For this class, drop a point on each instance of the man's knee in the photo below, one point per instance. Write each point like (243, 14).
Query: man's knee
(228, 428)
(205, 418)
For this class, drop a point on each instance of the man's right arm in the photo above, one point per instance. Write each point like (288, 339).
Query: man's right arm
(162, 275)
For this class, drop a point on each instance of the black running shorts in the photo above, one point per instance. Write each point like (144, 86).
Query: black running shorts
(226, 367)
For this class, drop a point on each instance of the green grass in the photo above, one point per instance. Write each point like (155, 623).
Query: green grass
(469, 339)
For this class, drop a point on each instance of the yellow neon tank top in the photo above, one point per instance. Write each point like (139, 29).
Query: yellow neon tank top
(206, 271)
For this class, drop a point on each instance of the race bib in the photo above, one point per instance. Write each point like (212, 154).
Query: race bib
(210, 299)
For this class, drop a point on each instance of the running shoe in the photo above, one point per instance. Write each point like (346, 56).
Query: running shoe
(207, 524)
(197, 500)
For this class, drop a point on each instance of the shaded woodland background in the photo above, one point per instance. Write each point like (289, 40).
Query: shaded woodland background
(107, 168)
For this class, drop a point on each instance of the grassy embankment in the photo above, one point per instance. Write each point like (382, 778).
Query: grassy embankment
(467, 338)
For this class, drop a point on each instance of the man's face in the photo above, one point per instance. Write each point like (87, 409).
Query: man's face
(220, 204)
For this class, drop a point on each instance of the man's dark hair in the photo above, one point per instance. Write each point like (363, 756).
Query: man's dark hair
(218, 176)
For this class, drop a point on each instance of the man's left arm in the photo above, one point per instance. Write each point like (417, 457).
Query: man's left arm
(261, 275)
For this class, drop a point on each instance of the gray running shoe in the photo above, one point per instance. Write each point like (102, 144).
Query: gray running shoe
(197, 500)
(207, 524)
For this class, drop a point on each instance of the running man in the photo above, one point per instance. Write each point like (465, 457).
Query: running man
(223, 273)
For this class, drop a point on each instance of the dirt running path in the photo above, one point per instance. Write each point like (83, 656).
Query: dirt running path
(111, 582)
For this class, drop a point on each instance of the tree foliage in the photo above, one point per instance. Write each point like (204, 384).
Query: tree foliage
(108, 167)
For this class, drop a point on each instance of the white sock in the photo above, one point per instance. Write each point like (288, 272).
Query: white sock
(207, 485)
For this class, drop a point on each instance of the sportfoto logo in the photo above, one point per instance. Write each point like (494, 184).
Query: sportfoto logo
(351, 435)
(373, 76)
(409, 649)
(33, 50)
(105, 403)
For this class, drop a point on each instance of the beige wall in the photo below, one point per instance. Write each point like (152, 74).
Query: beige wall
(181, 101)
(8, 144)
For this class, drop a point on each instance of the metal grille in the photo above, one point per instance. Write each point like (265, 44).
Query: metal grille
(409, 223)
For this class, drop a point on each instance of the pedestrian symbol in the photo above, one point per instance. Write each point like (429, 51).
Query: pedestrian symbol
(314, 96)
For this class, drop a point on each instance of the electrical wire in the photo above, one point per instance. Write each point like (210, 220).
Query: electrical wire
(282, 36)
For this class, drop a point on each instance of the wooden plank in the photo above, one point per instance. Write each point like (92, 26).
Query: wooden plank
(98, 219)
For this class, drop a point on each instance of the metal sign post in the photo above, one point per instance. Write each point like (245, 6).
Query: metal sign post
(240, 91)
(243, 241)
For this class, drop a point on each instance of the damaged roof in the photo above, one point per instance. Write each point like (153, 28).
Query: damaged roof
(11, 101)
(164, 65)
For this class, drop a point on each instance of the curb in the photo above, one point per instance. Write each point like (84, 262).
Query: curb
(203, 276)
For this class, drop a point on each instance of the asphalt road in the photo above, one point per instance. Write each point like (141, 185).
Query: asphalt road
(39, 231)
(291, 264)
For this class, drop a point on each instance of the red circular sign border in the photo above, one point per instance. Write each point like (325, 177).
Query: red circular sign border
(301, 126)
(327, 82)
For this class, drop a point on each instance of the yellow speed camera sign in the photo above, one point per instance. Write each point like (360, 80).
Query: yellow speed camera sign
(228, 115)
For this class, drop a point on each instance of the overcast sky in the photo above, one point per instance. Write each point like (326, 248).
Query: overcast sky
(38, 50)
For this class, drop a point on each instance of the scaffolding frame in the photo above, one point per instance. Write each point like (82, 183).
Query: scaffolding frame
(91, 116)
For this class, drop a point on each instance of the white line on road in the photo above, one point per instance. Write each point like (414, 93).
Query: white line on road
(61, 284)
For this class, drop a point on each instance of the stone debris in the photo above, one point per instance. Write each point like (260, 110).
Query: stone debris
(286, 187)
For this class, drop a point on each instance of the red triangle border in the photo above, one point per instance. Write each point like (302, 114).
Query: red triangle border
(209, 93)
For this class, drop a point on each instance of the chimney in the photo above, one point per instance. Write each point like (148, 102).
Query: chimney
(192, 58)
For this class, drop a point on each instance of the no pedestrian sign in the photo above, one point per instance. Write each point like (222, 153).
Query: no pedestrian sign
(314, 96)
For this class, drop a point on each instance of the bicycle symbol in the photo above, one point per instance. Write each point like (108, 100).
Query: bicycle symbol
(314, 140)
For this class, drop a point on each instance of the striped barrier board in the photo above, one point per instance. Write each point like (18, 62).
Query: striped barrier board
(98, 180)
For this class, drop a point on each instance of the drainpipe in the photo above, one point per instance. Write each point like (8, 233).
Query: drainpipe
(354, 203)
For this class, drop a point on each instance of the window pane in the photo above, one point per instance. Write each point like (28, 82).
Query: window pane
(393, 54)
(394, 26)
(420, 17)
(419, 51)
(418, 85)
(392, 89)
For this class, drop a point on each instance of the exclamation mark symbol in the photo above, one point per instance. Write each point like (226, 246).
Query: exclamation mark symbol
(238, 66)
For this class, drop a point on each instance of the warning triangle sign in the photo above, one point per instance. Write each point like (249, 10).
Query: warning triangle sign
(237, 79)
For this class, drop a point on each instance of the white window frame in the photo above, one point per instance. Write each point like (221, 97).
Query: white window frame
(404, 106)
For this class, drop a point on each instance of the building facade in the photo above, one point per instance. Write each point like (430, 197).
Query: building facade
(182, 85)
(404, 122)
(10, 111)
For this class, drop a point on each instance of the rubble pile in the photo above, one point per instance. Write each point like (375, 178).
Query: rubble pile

* ASSIGNMENT: Please repeat the material above word for word.

* REPLY:
For this class, drop a point on each instance of the man's knee in the photo below, one point per instance. Write each point like (243, 14).
Query: man's knee
(228, 428)
(205, 418)
For this class, drop a point on each instance of the man's right arm in the photo above, one point per instance. Write each point like (288, 339).
Query: man's right arm
(162, 275)
For this class, drop a point on each instance of the black running shorts in the photo above, one point per instance. Write each point like (144, 86).
Query: black running shorts
(226, 367)
For this class, drop a point on each instance of the green grass in the photo above, one point per instance. Write each point like (155, 623).
Query: green grass
(469, 339)
For this class, drop a point on each instance of the yellow neon tank top in the photo above, one point per instance. Write each point like (139, 29).
Query: yellow neon tank top
(206, 271)
For this class, drop a point on each instance of the race bib in the photo above, one point per instance. Write each point like (212, 154).
Query: race bib
(210, 299)
For this class, drop a point on each instance of the running shoe in the photo above, one point per instance. Write each point like (346, 56).
Query: running shoe
(207, 524)
(197, 500)
For this class, drop a point on each instance of the shaded woodland background in the photo above, one point per instance. Write each point like (289, 40).
Query: shaded woodland background
(107, 168)
For this class, drop a point on each instance of the grassy embankment in the photo above, one point per instance. Write each point like (382, 778).
Query: grassy embankment
(467, 338)
For this class, drop a point on each instance of the man's face in the photo above, one point per instance. Write each point like (87, 409).
Query: man's face
(220, 204)
For this class, drop a point on each instance of the man's dark hair in the photo above, one point per instance. Write each point like (363, 756).
Query: man's dark hair
(218, 176)
For this class, drop a point on each instance of the man's left arm in the photo above, one point per instance. Write each point like (417, 457).
Query: man's left arm
(261, 275)
For this class, drop a point on each instance of the gray running shoe in the photo above, one point per instance. Write each point like (102, 144).
Query: gray running shoe
(197, 500)
(207, 524)
For this class, drop a point on each instance of the running man in the photo above, one point per instance. Write each point like (465, 457).
Query: running man
(223, 273)
For this class, drop a point on each instance of the dirt running path in the photo above, one point per instance. Write each point like (83, 656).
Query: dirt running path
(111, 582)
For this class, drop a point on each instance of the tree foliage in the photo above, one point per instance. Write each point like (204, 384).
Query: tree foliage
(108, 167)
For this class, drop a point on each instance of the white sock in the photo above, one point per instance. Write each point like (288, 272).
Query: white sock
(207, 485)
For this class, drop a point on each instance of the sportfoto logo in the photo above, one point per instance. Write each point like (494, 184).
Query: sportfoto logo
(351, 435)
(373, 76)
(409, 649)
(33, 50)
(105, 403)
For this class, drop a point on each instance of the beige wall in the photo below, one point per instance. Write each point like (152, 74).
Query: beige wall
(181, 101)
(8, 144)
For this class, drop a point on each instance of the metal grille in the photo above, one point per instance. Write each point like (265, 44).
Query: metal grille
(409, 223)
For this class, drop a point on each instance of the pedestrian symbol in the photo above, one point per instance. Write each point like (429, 51).
Query: pedestrian symbol
(314, 96)
For this class, drop a point on each instance of the electrical wire in the photo above, one point per instance. Write each point like (210, 220).
Query: electrical wire
(282, 36)
For this class, drop a point on each instance of the wooden plank in the photo above, one point per instance. Write each point like (92, 26).
Query: wooden plank
(98, 219)
For this class, drop a point on each instance of the metal sign post in the photo above, one point per instance. Write each point like (245, 6).
Query: metal sign post
(240, 91)
(243, 241)
For this class, drop a point on each instance of the damaged roof in the photo above, one point per instance. Write each point like (153, 28).
Query: damaged roof
(11, 101)
(164, 65)
For this class, drop a point on each instance of the curb in the photo above, one point per instance. Write each point like (84, 262).
Query: curb
(203, 276)
For this class, drop a point on each instance of the asphalt road in the photo above, one point per instance. Write each point like (141, 185).
Query: asphalt road
(39, 231)
(291, 264)
For this class, drop a point on each instance of the red circular sign border in the photo above, one point per instance. Write each point like (325, 177).
Query: red circular sign border
(301, 126)
(327, 82)
For this class, drop a point on each instance of the yellow speed camera sign in the photo above, one point per instance. Write each point like (360, 80).
Query: yellow speed camera sign
(228, 115)
For this class, drop a point on each instance of the overcast sky in the photo above, one point per instance. Write each point like (326, 248).
Query: overcast sky
(38, 50)
For this class, drop a point on each instance of the scaffolding frame in the photo above, one point per instance. Write each point like (82, 183).
Query: scaffolding frame
(91, 116)
For this class, drop a point on each instance of the white line on road in the photo above, one point per instance. Write each point like (414, 93).
Query: white line on road
(61, 284)
For this class, drop a point on each instance of the stone debris in the photo above, one point per instance. Write each point like (260, 110).
Query: stone debris
(286, 187)
For this class, drop a point on each instance of the red triangle border in the photo above, one point per instance. Write each point like (302, 114).
Query: red triangle border
(209, 93)
For this class, drop a point on each instance of the chimney in the photo above, one point per instance. Write each point like (148, 102).
Query: chimney
(192, 58)
For this class, drop a point on each instance of the no pedestrian sign in the photo above, one point per instance. Write each point like (222, 153).
Query: no pedestrian sign
(314, 96)
For this class, drop a point on each instance of the bicycle symbol in the photo above, one point per instance. Write each point like (108, 100).
Query: bicycle symbol
(314, 140)
For this class, drop a point on each instance of the striped barrier board in the photo above, one point per instance. Write each point like (18, 62).
Query: striped barrier board
(98, 180)
For this class, drop a point on each instance of the drainpipe in the photo above, one point per instance. Write each point like (8, 233).
Query: drainpipe
(354, 203)
For this class, drop a point on each instance of the window pane in the photo above, one point per instance. Write each point like (28, 82).
Query: window pane
(393, 54)
(394, 26)
(420, 17)
(419, 51)
(418, 85)
(392, 89)
For this class, drop a point on each instance of the exclamation mark symbol in the photo above, one point per instance. Write each point like (226, 246).
Query: exclamation mark symbol
(238, 66)
For this class, drop a point on each instance of the warning triangle sign in the photo above, one point per instance. Write each point like (249, 10).
Query: warning triangle sign
(237, 79)
For this class, drop a point on each instance of the white window frame in the photo above, one point per instance. Write each point like (221, 97).
Query: white window frame
(404, 106)
For this class, drop a point on each instance of the building facade in the photo above, one point per instance. Write each point like (430, 197).
Query: building facade
(182, 85)
(404, 122)
(10, 111)
For this class, drop a point on each instance of the rubble pile in the photo above, one point per instance. Write each point like (375, 178).
Query: rubble pile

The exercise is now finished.